Rows from a pointing dataset:
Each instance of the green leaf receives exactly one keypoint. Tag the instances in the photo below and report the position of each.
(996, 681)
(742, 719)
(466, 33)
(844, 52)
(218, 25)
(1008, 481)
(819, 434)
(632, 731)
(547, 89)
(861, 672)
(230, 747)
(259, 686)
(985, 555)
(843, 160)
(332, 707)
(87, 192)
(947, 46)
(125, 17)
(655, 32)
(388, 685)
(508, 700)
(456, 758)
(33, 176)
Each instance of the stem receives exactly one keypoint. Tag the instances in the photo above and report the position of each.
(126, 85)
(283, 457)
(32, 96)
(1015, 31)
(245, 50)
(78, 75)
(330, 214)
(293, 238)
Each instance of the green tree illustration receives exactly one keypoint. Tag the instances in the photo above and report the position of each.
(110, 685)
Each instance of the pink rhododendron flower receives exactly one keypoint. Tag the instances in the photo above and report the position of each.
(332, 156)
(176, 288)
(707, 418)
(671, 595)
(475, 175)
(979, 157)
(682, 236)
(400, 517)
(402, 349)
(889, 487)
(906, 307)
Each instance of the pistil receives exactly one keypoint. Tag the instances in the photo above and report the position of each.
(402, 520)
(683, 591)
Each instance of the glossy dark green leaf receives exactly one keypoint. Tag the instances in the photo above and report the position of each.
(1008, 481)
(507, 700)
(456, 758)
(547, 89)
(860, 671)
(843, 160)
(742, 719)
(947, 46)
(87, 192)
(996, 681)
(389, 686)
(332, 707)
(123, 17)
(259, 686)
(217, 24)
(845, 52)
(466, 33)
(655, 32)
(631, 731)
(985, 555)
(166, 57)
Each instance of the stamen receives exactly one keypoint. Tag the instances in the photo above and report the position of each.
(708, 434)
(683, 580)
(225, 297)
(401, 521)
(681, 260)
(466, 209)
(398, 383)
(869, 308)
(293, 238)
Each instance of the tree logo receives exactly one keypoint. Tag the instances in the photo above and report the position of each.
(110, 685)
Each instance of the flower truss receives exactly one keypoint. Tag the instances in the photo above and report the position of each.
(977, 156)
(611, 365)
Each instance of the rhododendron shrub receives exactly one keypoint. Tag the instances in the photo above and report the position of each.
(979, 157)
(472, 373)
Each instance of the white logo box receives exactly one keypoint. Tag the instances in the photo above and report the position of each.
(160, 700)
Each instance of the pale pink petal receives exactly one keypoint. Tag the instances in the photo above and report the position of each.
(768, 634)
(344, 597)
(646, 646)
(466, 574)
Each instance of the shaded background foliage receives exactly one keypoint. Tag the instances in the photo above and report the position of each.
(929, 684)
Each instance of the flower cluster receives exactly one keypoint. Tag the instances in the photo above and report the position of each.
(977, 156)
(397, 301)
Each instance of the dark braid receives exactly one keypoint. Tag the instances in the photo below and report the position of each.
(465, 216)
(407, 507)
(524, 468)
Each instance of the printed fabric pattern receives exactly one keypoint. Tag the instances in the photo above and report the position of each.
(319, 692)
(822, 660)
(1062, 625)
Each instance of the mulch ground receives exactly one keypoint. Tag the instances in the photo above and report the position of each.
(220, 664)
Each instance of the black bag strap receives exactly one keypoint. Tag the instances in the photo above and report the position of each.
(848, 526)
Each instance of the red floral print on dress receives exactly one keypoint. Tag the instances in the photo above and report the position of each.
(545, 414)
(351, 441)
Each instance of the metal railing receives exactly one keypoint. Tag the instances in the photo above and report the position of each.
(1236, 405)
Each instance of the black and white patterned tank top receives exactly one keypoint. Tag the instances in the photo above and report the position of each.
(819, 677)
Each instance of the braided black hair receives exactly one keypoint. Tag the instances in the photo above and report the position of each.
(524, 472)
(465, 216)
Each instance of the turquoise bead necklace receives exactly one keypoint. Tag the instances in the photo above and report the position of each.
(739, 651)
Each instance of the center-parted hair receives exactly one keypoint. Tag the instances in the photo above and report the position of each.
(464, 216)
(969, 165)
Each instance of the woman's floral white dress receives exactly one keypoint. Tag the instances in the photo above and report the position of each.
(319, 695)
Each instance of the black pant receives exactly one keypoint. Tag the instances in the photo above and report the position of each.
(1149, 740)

■ **Objective**
Lay out all the entries above as a two-column CSV with the columns instruction and points. Give one row per entry, with its text and its answer each in a single quoted field and line breaks replaced by spaces.

■ **Task solution**
instruction,points
"Each instance of the green leaf receives exactly one keypoint. Tag the instances in the photo below and report the position of each.","(996, 681) (742, 719) (466, 33) (844, 52) (218, 25) (1008, 481) (819, 434) (632, 731) (547, 89) (861, 672) (230, 747) (259, 686) (985, 555) (843, 160) (332, 707) (87, 192) (947, 46) (125, 17) (655, 32) (388, 685) (508, 700) (456, 758) (33, 176)"
"Each instance of the stem receives exactly one keypoint. Tag the instances in the photo above and report the position of each.","(126, 85) (283, 457) (32, 96) (1015, 31) (245, 50) (78, 75) (330, 214) (293, 238)"
"Each instance of the green tree illustration receives exactly one keypoint. Tag the instances in the photo above and report the position of each.","(110, 685)"
"Each instance of the pink rhododendron flower receives exactly one keypoint. Tag the instances in the photo above and report the position of each.","(332, 156) (176, 288) (707, 418) (671, 595) (475, 175) (979, 157) (682, 236) (400, 517) (402, 349) (889, 487) (906, 307)"
"Each instance of the pistil receives exactly one keypoint. Tag the instances in the photo above and report the position of each.","(402, 520) (683, 591)"
"Each instance of the glossy dark green leaf receives exactly one keypoint. Tag the instances in the photo above and report the position of each.","(1008, 481) (507, 700) (456, 758) (547, 89) (860, 671) (843, 160) (742, 719) (947, 46) (87, 192) (996, 681) (389, 686) (332, 707) (123, 17) (259, 686) (217, 24) (845, 52) (466, 33) (655, 32) (631, 731) (985, 555) (166, 57)"
"Each instance of the stamen receives exactly one keypoint. Tag the instances in the photo above and report the position of each.","(708, 434) (683, 580) (225, 297) (401, 521) (681, 260) (466, 209) (398, 383) (869, 308) (293, 238)"
"Each instance of the tree logo receives exactly one keypoint. Tag the instances in the photo above and report the position of each.","(110, 685)"
"Each instance of the flower truss receives exactly one keypoint. Tag the instances in the photo above and report the position of each.","(977, 156) (611, 365)"
"Each instance of the rhododendron shrub receives exactly one keypoint. Tag the instances in the photo above and report the position of each.","(979, 157) (472, 373)"
"Each instance of the white logo box receives exactly one keypoint. Tag the instances in the photo above and report the position of each.","(160, 700)"
"Each instance of the pale pink petal receives exactly one keypoint. Tag the instances in the photo above and report the position of each.","(768, 634) (344, 597) (646, 646) (466, 574)"
"Each instance of the shaded background foliage receives exactly one keypoint. Tag the instances in the photo above and report the position of each.","(929, 684)"
"Each instance of the flower cluster receives exactly one keypoint. Tag the instances in the photo above and report the position of each.","(977, 156) (397, 301)"
"Each instance of the dark braid receives exactly one keypoint. Tag the instances in the photo below and report the position of each.","(465, 216) (407, 507) (524, 468)"
"Each instance of the printed fabric pattern receives exactly one keypoint. Tag the instances in the photo above and report the position of each.","(319, 692) (822, 660) (1062, 625)"
"Each instance of the mulch ground receives exactly one keypoint. Tag the instances in the photo above and report the position of each.","(220, 664)"
"Each instance of the black bag strap receives exactly one keypoint. Tag the instances in the photo above and report the position of each.","(848, 526)"
"Each instance of the red floral print on dress receives exactly one keypoint. Tag the instances in the photo above and report the position of each.","(545, 414) (351, 441)"
"Each instance of the metal railing receives exactly one keypoint. Tag the instances in the photo above and report the position of each.","(1236, 405)"
"Each instance of the black and white patterned tank top receives exactly one keypoint. Tag the instances in the photo above and report the position of each.","(819, 677)"
"Each instance of the braided black hair receives exactly one keypoint. Tag the instances in the photo above and report the position of each.","(524, 472) (465, 216)"
"Each instance of the turquoise bead necklace receives exactly one keypoint. Tag the instances in the photo above and report the position of each.","(739, 651)"
"Each instance of the center-parted hair receives exactly one keypoint. Tag the instances in the photo above and report the position of each.","(464, 216) (969, 165)"
"Each instance of the woman's floral white dress receives exactly one keypoint. Tag the instances in the photo above and report the position of each.","(319, 695)"
"Each instance of the black pant receives exactly one keypoint. Tag the instances in the photo above and report the position of each.","(1149, 740)"